Exercise brief: Go through the entries below and return every line that contains "with".

Given entries:

========

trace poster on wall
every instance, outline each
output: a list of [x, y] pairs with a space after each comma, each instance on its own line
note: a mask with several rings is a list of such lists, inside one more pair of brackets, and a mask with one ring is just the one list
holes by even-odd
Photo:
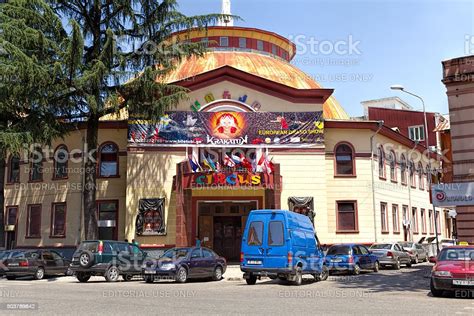
[[140, 199], [135, 231], [138, 236], [166, 235], [165, 199]]
[[130, 120], [136, 145], [311, 146], [324, 142], [320, 112], [166, 112], [159, 122]]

========

Task answer:
output: a list of [x, y] pairs with a space after each comma, each instance on its own line
note: a mask with several rings is a list of such lists, inside one more pair of brackets, and a mask with one ring is just the one list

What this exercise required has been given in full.